Render the entries below as a JSON list of strings, one string per line, beginning at the line that contains "Indicate the gray" and stopping after the line that contains "<point>381,269</point>". Skip blank lines and leave the picture out.
--
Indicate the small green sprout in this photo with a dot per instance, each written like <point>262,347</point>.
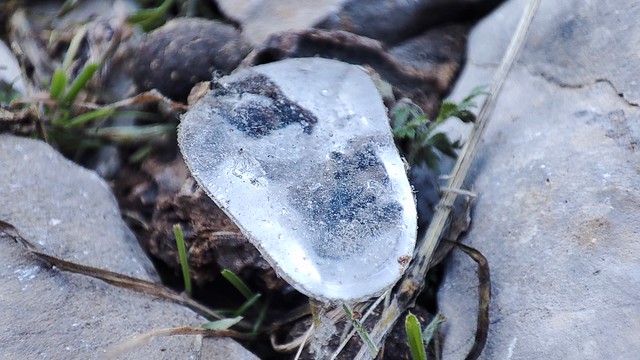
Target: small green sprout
<point>222,324</point>
<point>182,254</point>
<point>416,136</point>
<point>419,339</point>
<point>414,337</point>
<point>151,18</point>
<point>362,332</point>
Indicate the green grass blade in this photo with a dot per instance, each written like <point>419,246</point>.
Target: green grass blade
<point>221,324</point>
<point>362,332</point>
<point>182,253</point>
<point>80,82</point>
<point>150,18</point>
<point>237,283</point>
<point>431,329</point>
<point>58,84</point>
<point>414,337</point>
<point>247,304</point>
<point>133,133</point>
<point>261,315</point>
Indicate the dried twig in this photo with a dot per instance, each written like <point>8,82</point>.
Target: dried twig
<point>123,281</point>
<point>413,281</point>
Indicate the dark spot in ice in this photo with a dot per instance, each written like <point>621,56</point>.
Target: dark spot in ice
<point>256,106</point>
<point>347,213</point>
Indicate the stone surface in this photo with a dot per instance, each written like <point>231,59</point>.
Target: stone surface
<point>299,153</point>
<point>44,313</point>
<point>557,177</point>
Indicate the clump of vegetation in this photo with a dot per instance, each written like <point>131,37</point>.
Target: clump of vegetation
<point>418,137</point>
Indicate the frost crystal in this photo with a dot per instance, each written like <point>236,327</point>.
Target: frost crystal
<point>299,154</point>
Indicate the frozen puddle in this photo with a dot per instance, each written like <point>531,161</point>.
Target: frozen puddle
<point>299,154</point>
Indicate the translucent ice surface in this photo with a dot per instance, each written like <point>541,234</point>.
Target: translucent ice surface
<point>299,154</point>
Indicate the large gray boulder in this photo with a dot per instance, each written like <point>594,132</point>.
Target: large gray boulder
<point>69,212</point>
<point>558,211</point>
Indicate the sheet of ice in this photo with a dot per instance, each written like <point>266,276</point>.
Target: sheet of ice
<point>299,154</point>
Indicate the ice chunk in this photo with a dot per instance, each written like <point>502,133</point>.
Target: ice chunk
<point>299,154</point>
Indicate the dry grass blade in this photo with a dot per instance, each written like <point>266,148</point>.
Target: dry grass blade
<point>120,349</point>
<point>110,277</point>
<point>413,281</point>
<point>484,298</point>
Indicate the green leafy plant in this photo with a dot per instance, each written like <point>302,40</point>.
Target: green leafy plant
<point>150,18</point>
<point>419,339</point>
<point>252,299</point>
<point>362,332</point>
<point>182,255</point>
<point>414,337</point>
<point>221,324</point>
<point>417,136</point>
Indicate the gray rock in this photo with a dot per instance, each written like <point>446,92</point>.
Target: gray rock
<point>557,177</point>
<point>69,212</point>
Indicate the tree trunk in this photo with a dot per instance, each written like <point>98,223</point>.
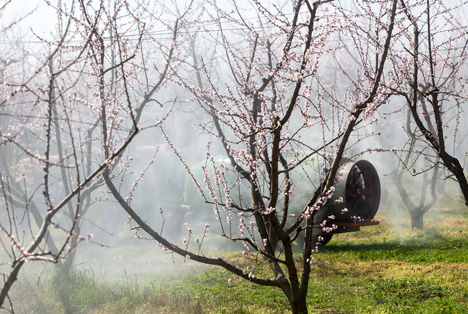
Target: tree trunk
<point>417,218</point>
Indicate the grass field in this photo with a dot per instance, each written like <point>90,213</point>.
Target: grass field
<point>387,268</point>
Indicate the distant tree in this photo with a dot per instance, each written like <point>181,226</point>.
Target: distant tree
<point>430,71</point>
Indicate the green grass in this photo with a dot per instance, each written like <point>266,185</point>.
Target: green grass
<point>381,269</point>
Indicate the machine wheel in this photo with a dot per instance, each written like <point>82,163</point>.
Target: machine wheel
<point>319,233</point>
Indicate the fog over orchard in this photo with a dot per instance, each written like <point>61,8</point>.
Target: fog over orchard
<point>200,127</point>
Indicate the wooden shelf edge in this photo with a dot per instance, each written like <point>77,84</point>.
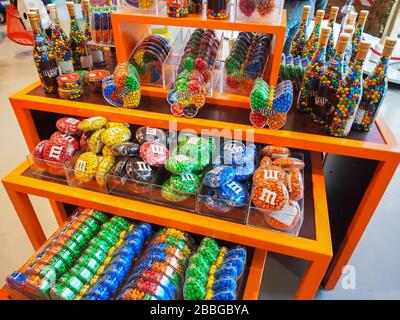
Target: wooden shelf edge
<point>255,276</point>
<point>187,221</point>
<point>196,21</point>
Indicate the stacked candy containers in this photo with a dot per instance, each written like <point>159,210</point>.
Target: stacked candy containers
<point>218,9</point>
<point>46,63</point>
<point>60,43</point>
<point>178,8</point>
<point>348,96</point>
<point>312,43</point>
<point>330,47</point>
<point>313,74</point>
<point>349,29</point>
<point>362,18</point>
<point>299,40</point>
<point>42,30</point>
<point>82,60</point>
<point>329,83</point>
<point>374,90</point>
<point>86,16</point>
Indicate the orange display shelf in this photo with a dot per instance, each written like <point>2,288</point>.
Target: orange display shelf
<point>129,26</point>
<point>313,244</point>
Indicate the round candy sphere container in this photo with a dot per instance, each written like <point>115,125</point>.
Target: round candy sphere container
<point>178,9</point>
<point>95,79</point>
<point>122,89</point>
<point>70,86</point>
<point>148,58</point>
<point>269,106</point>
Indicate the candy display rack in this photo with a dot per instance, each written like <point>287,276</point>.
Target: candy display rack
<point>375,155</point>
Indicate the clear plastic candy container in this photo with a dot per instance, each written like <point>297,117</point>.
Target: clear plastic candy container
<point>122,89</point>
<point>269,106</point>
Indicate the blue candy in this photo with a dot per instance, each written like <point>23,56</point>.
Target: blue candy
<point>234,194</point>
<point>245,171</point>
<point>218,176</point>
<point>213,201</point>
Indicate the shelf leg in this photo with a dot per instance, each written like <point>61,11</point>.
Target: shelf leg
<point>27,125</point>
<point>27,216</point>
<point>366,209</point>
<point>312,278</point>
<point>59,211</point>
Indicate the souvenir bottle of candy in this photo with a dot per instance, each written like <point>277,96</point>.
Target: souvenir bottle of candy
<point>330,47</point>
<point>312,43</point>
<point>81,58</point>
<point>349,29</point>
<point>300,38</point>
<point>313,73</point>
<point>345,10</point>
<point>374,90</point>
<point>46,63</point>
<point>329,83</point>
<point>42,31</point>
<point>60,43</point>
<point>86,15</point>
<point>348,96</point>
<point>362,18</point>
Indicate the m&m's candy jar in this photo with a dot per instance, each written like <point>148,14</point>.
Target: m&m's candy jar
<point>348,96</point>
<point>374,90</point>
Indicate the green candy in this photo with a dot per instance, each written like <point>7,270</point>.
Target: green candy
<point>170,194</point>
<point>179,163</point>
<point>211,244</point>
<point>185,183</point>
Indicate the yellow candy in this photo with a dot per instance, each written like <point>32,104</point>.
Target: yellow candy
<point>86,166</point>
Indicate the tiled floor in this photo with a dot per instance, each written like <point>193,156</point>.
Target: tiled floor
<point>376,260</point>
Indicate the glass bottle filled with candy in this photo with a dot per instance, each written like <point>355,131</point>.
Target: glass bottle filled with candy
<point>82,59</point>
<point>300,38</point>
<point>325,99</point>
<point>246,61</point>
<point>362,18</point>
<point>330,47</point>
<point>348,96</point>
<point>311,45</point>
<point>60,43</point>
<point>45,61</point>
<point>313,73</point>
<point>374,90</point>
<point>349,29</point>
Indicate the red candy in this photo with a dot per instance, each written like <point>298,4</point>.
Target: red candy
<point>154,153</point>
<point>258,119</point>
<point>62,138</point>
<point>68,125</point>
<point>38,151</point>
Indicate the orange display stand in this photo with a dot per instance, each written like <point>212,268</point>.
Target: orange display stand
<point>225,116</point>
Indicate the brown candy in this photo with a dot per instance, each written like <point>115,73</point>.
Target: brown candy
<point>286,219</point>
<point>268,172</point>
<point>295,184</point>
<point>275,152</point>
<point>265,161</point>
<point>271,195</point>
<point>288,163</point>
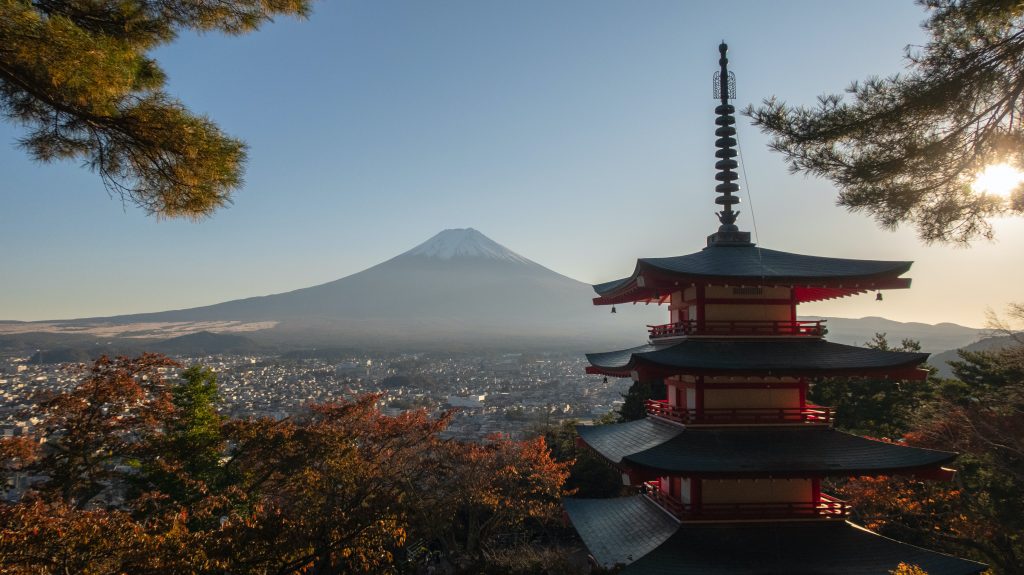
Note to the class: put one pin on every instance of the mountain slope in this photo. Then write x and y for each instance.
(459, 284)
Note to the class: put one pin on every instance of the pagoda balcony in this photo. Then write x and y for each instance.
(827, 507)
(809, 414)
(739, 327)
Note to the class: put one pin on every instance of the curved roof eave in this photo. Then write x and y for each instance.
(768, 357)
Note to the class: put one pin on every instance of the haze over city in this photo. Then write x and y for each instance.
(578, 135)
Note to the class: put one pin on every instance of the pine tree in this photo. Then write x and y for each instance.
(908, 147)
(77, 75)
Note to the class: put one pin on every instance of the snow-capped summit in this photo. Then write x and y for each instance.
(465, 242)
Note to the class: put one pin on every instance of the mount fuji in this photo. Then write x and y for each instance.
(459, 288)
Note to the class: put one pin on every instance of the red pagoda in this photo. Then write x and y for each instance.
(729, 465)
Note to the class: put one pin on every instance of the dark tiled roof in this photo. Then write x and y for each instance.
(770, 356)
(619, 440)
(620, 530)
(756, 264)
(653, 445)
(790, 548)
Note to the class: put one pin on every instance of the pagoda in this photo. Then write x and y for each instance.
(728, 467)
--
EXPECTED ANSWER >>
[
  "Indicate the gray rock in this photo with a dot per instance, each written like <point>446,92</point>.",
  "Target: gray rock",
  "<point>557,177</point>",
  "<point>69,212</point>",
  "Indicate the tree trunk in this photo with a dot per instance, each written like <point>98,223</point>.",
  "Target: tree trunk",
  "<point>417,218</point>",
  "Indicate the grass field in this photo with a dot per instance, each written like <point>90,213</point>.",
  "Target: grass field",
  "<point>387,268</point>",
  "Indicate the distant tree in this photo with a dot per instance, each written like <point>181,226</point>.",
  "Target: distant tree",
  "<point>430,71</point>",
  "Indicate the green grass in this photo with a dot per instance, each written like <point>266,185</point>.",
  "Target: green grass",
  "<point>381,269</point>"
]